## [EXCERPTED PASSAGE]
I agree with what Phil has mentioned. In my opinion - if you don't need
the fancy features of 10.x (aka Asterisk 1.10.x) stick to Asterisk 1.8
or older. However - I would recommend anyone to stay away from any
variant of 1.8 or 10.x where possible.
We process over a million minutes per month per server, exceeding 400K
calls per server in a given month. Many moons ago, as soon as 1.8 was
released, we jumped from 1.4 to 1.8 - and it was a huge mistake.
Asterisk service crashed with dead locks within the first few thousand
calls.
We downgraded from 1.8 to 1.6. We found that Asterisk 1.6.2.17 (plus
certain patches) -- was the most successful and stable deployment,
capable of handling 100+ simultaneous calls per server.
Handling about 100+ calls per server on Asterisk 1.8.x.x and Asterisk
10 -- killed Asterisk within hours. The primary cause is dead
locks. The stats I presented is that of a production deployment.
If stability and high availability is your primary focus - then I would
say stick to version 1.6.2.17.
If your client is "ok" with a reboot or two every week - then 1.8 should
be ok.
Overall - we have been testing all versions of Asterisk - as they are
released by deploying them as production.
All servers monitor each others availability by means of an actual sip
call - server to server.

## [RECORD EXTRACTS]
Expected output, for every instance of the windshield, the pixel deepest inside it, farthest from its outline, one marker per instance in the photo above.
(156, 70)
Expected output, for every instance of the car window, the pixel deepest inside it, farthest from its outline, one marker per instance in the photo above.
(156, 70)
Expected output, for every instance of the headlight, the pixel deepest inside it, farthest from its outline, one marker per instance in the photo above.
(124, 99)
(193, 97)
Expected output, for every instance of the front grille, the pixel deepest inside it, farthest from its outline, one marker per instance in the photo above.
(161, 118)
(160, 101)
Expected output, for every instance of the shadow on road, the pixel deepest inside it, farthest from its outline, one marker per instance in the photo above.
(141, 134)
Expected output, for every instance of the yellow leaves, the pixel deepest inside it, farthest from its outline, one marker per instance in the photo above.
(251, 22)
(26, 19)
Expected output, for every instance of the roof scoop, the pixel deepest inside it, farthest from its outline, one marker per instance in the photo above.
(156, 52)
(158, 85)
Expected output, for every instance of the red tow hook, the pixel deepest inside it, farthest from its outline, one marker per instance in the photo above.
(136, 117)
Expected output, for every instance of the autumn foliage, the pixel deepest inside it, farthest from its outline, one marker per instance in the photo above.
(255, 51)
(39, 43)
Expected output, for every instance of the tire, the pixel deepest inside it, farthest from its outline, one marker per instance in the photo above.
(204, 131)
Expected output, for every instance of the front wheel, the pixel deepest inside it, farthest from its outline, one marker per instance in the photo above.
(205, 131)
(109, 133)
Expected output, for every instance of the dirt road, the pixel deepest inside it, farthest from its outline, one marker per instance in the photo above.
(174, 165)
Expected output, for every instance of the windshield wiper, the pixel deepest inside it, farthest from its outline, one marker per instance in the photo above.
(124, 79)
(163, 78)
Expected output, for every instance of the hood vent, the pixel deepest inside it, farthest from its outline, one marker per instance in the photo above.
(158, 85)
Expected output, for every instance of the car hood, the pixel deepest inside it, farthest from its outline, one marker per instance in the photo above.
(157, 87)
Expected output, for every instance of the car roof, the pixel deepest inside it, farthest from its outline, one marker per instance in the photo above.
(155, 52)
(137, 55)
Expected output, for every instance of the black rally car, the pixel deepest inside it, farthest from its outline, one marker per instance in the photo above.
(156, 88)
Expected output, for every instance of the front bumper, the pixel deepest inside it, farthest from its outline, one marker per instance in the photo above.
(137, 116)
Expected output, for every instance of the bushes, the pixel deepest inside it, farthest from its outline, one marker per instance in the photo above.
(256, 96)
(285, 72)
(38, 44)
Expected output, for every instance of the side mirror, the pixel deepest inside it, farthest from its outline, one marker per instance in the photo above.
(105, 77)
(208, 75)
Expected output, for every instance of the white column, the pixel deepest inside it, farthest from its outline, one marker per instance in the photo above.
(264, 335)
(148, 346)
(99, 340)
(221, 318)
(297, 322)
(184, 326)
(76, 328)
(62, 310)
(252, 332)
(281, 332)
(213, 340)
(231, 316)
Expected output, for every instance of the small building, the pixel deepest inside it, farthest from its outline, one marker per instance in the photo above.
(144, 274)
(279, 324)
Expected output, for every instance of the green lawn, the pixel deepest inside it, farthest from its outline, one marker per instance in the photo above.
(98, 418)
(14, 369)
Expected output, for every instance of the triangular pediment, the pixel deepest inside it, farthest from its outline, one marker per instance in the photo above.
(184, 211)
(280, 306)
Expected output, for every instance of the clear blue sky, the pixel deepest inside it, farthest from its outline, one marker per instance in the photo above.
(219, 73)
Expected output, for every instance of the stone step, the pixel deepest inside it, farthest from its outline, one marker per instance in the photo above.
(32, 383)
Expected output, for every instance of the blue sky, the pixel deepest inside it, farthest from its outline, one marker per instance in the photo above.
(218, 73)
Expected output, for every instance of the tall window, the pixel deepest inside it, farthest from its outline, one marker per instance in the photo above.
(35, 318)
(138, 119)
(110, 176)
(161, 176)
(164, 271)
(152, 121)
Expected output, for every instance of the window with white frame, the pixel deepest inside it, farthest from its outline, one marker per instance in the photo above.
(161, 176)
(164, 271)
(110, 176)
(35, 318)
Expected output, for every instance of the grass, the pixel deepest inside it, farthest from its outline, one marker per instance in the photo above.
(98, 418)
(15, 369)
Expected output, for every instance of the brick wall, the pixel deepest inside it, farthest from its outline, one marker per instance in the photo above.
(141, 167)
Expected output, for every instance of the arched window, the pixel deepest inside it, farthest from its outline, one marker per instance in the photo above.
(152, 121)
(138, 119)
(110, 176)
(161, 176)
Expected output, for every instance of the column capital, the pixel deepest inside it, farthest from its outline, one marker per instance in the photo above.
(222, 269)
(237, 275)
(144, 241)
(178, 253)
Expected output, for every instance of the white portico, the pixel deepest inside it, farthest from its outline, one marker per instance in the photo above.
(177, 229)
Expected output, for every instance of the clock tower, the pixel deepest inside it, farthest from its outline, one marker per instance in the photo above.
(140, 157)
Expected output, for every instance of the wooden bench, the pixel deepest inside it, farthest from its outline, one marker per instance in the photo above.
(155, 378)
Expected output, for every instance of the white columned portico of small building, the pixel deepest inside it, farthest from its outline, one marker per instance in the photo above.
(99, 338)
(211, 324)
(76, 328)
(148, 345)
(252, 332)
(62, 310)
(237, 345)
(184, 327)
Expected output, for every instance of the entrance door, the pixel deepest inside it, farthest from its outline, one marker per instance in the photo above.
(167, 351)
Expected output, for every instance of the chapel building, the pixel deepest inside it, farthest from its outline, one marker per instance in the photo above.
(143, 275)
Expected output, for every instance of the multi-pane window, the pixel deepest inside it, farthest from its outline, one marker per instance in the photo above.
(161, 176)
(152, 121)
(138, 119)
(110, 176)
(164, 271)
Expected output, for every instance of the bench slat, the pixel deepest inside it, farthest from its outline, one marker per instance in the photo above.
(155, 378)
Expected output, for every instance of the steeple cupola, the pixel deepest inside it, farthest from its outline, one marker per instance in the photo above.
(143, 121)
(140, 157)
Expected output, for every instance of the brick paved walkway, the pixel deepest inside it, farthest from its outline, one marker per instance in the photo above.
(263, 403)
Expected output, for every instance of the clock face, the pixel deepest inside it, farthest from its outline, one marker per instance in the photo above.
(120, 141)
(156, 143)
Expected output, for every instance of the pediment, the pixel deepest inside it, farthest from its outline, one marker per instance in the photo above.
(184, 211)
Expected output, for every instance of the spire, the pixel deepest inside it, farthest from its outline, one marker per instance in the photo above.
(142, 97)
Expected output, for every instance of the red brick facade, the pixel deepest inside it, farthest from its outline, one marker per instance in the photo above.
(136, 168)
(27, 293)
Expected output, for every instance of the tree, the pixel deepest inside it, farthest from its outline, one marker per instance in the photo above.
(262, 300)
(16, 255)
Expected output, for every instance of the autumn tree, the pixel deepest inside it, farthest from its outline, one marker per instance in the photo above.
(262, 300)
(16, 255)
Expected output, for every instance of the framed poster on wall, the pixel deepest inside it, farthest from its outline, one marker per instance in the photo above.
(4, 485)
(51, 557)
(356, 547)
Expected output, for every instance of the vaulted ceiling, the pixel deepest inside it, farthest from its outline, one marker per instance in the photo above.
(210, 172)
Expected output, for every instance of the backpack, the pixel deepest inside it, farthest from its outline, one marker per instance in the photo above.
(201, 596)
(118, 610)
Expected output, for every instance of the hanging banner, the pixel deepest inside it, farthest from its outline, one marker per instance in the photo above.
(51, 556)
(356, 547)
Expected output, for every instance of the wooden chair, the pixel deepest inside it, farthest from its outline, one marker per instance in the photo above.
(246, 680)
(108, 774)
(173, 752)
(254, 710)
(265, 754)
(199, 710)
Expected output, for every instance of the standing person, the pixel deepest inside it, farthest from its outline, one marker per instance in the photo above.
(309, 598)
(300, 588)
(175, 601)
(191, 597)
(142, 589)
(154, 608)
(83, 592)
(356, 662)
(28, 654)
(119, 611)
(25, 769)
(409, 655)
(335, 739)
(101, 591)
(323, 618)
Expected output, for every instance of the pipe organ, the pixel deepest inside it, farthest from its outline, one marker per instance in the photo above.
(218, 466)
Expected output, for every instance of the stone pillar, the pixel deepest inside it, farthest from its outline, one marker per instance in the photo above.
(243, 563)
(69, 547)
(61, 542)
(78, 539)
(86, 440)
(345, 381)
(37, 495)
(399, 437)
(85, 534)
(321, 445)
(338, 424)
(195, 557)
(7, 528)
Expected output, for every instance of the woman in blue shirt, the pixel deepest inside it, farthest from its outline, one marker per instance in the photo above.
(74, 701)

## [PROBLEM REQUIREMENTS]
Copy out, word for word, the full text above about the stability of different Asterisk versions.

## [WRITTEN SOLUTION]
I agree with what Phil has mentioned. In my opinion - if you don't need
the fancy features of 10.x (aka Asterisk 1.10.x) stick to Asterisk 1.8
or older. However - I would recommend anyone to stay away from any
variant of 1.8 or 10.x where possible.
We process over a million minutes per month per server, exceeding 400K
calls per server in a given month. Many moons ago, as soon as 1.8 was
released, we jumped from 1.4 to 1.8 - and it was a huge mistake.
Asterisk service crashed with dead locks within the first few thousand
calls.
We downgraded from 1.8 to 1.6. We found that Asterisk 1.6.2.17 (plus
certain patches) -- was the most successful and stable deployment,
capable of handling 100+ simultaneous calls per server.
Handling about 100+ calls per server on Asterisk 1.8.x.x and Asterisk
10 -- killed Asterisk within hours. The primary cause is dead
locks. The stats I presented is that of a production deployment.
If stability and high availability is your primary focus - then I would
say stick to version 1.6.2.17.
If your client is "ok" with a reboot or two every week - then 1.8 should
be ok.
Overall - we have been testing all versions of Asterisk - as they are
released by deploying them as production.
All servers monitor each others availability by means of an actual sip
call - server to server.